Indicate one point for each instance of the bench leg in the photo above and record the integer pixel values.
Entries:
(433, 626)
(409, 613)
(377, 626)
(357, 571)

################

■ Objetivo del ejercicio:
Por favor, devuelve todas las líneas de arriba sin cambiar nada en ellas.

■ Respuesta escrita:
Indicate one point for each instance of the bench leg in the photo above and record the integer pixel values.
Entries:
(433, 626)
(409, 613)
(377, 626)
(357, 571)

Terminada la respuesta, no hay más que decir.